Action demandée 1
Modifiez le passage du texte sur Xoana allant de « par Maria Antonietta » jusqu'à « des sciences sociales. » inclus, en remplaçant « sociologues » par « philosophes ».
Action demandée 2
Dans le texte sur Xoana, relevez toutes les disciplines nommées dans le paragraphe qui commence par « L'anthropologie et la sociologie ».
Action demandée 3
Reprenez le texte sur Xoana à la suite de sa dernière phrase et poursuivez-le.

Extrait présenté
Xoana

par Maria Antonietta Tamburello
1993, in La Revue des revues no 16

« Xoanon » est un vieux mot grec qui « nous parle d’une figure tombée du ciel », une figure qui n’est pas encore image mais qui, devenue image et mal saisie, peut ravager la terre et provoquer «démence, meurtre et sédition ».
Sous ce titre très éloquent, des sociologues, des anthropologues, des ethnologues, des historiens se réunissent dans le but commun de promouvoir une réflexion systématique sur l’utilisation de l’image dans un contexte de recherche scientifique. Dans notre époque où on a tendance à oublier le pouvoir et la force de l’image, s’il y a un domaine où un auto-questionnement s’impose, c’est bien celui des sciences sociales.
L’anthropologie et la sociologie, mais aussi l’histoire, l’archéologie, la linguistique, ont amplement recours aux procédés d’illustration par l’image. Elles en ont fait leur outil de travail, sans pour autant réussir toujours à échapper à la banalisation de cette pratique.

Données sources
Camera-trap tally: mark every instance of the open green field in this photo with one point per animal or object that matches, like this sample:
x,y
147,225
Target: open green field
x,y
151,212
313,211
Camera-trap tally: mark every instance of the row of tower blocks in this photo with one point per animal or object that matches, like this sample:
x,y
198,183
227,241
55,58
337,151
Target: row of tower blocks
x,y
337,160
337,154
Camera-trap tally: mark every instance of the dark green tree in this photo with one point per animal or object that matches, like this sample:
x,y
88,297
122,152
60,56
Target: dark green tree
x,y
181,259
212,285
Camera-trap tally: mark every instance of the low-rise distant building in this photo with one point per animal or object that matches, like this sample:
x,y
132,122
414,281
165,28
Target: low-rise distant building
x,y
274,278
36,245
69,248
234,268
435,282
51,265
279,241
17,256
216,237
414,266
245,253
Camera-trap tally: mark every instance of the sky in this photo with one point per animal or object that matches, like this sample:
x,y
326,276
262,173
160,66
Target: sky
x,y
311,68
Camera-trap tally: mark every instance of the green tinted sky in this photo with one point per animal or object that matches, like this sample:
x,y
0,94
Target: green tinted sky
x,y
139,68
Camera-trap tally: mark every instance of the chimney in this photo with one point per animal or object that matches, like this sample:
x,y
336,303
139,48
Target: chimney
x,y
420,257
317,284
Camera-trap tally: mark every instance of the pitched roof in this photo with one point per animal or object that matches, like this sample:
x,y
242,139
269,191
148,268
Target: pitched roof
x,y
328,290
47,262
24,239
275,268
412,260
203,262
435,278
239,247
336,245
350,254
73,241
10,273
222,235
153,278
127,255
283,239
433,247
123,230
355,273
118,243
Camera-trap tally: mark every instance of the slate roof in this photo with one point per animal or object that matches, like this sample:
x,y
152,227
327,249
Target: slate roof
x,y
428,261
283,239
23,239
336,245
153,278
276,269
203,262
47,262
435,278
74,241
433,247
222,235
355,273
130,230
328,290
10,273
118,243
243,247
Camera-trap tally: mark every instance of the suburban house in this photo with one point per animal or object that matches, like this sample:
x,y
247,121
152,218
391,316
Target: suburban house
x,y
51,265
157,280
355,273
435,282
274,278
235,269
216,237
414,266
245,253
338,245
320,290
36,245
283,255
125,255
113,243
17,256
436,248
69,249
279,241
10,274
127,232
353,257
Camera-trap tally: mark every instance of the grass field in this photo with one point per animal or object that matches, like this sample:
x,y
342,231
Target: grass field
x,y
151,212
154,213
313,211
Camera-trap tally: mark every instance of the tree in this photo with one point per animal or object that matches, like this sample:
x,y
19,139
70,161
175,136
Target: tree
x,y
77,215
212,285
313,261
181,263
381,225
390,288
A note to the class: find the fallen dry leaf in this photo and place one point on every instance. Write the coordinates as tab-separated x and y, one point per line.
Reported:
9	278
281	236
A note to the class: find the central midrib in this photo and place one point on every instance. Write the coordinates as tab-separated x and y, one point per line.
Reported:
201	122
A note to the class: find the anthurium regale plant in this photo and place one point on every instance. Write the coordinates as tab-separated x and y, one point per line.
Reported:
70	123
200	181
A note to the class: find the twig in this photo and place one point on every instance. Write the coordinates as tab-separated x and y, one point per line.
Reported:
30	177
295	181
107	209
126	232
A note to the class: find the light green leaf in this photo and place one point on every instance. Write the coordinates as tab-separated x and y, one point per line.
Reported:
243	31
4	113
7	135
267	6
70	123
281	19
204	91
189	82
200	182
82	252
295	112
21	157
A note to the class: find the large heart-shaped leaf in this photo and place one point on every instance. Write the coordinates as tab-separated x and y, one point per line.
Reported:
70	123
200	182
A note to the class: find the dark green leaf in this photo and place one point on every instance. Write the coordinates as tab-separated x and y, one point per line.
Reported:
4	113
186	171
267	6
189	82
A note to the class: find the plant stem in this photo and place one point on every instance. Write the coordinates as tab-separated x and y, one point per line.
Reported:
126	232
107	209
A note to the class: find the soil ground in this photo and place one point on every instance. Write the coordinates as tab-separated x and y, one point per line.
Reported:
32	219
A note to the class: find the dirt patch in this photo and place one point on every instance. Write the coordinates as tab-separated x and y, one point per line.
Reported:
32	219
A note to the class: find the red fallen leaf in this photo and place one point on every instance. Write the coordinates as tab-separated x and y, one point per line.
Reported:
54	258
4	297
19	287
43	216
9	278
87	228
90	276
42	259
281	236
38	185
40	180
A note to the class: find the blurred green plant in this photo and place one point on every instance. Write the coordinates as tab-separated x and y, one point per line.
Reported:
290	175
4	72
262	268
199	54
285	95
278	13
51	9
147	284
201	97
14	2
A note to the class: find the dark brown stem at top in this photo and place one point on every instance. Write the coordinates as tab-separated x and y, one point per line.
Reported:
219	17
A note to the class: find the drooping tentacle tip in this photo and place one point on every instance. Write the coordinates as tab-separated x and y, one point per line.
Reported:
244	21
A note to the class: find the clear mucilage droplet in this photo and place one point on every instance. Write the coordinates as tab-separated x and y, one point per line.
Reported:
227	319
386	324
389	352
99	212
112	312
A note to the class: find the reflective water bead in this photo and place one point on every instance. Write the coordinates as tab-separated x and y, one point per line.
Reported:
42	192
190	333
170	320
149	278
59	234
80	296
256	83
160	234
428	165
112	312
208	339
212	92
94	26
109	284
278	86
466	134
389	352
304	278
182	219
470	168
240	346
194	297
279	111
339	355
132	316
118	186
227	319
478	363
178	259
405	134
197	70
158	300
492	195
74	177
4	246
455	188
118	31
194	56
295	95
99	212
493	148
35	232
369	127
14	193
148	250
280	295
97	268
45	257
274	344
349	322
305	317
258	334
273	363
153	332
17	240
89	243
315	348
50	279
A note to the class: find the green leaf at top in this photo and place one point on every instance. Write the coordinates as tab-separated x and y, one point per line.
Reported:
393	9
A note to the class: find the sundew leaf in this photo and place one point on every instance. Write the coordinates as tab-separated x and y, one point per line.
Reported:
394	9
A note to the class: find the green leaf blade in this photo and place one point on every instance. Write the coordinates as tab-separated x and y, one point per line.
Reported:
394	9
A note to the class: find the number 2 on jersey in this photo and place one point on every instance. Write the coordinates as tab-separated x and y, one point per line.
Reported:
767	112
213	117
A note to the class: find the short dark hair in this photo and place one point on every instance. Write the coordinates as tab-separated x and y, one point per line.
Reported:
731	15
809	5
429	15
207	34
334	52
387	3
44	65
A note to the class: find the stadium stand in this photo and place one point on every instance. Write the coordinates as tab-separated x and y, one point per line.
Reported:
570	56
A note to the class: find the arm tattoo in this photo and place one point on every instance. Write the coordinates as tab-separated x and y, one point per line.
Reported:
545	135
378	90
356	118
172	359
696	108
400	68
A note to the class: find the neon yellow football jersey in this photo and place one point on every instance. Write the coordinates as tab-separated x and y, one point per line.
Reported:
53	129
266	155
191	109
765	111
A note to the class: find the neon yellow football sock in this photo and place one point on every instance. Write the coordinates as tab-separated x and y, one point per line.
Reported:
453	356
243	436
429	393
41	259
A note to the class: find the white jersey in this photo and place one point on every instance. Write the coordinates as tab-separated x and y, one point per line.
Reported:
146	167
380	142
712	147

Résultat 1
par Maria Antonietta Tamburello
1993, in La Revue des revues no 16

« Xoanon » est un vieux mot grec qui « nous parle d’une figure tombée du ciel », une figure qui n’est pas encore image mais qui, devenue image et mal saisie, peut ravager la terre et provoquer «démence, meurtre et sédition ».
Sous ce titre très éloquent, des philosophes, des anthropologues, des ethnologues, des historiens se réunissent dans le but commun de promouvoir une réflexion systématique sur l’utilisation de l’image dans un contexte de recherche scientifique. Dans notre époque où on a tendance à oublier le pouvoir et la force de l’image, s’il y a un domaine où un auto-questionnement s’impose, c’est bien celui des sciences sociales.

Résultat 2
l'anthropologie, la sociologie, l'histoire, l'archéologie, la linguistique

Résultat 3
Xoana témoigne d’une prise de conscience et se propose de « fournir un support de réflexion et de débat sur le statut de l’image » dans ces disciplines où « par un processus réducteur assez troublant, l’utilisation de l’image […] est souvent assimilée à la seule « anthropologie
visuelle » ».
En essayant de rétablir une relation entre l’image et le mot à l’intérieur d’un discours scientifique, la revue, soutenue par une volonté d’ouverture, offre aux lecteurs une assez grande variété de textes issus de différentes approches méthodologiques : travaux théoriques, présentations de recherches, analyses de livres, de films ou d’expositions, entretiens avec des chercheurs ou des représentants du secteur audiovisuel, comptes rendus de colloques ou de festivals.
Le premier numéro présente en ouverture un fragment du second volume des Saggi di semiotica de Luis J. Prieto (« Entre signal et indice : l’image photographique et l’image cinématographique »), un ouvrage qui n’a pas encore paru en français. Dans cet extrait est esquissée la possibilité d’aborder de façon systématique la question selon une sémiologie de l’image fondée sur la sémiologie des mécanismes de l’indication dont la théorie avait été énoncée par Prieto dans ses écrits précédents.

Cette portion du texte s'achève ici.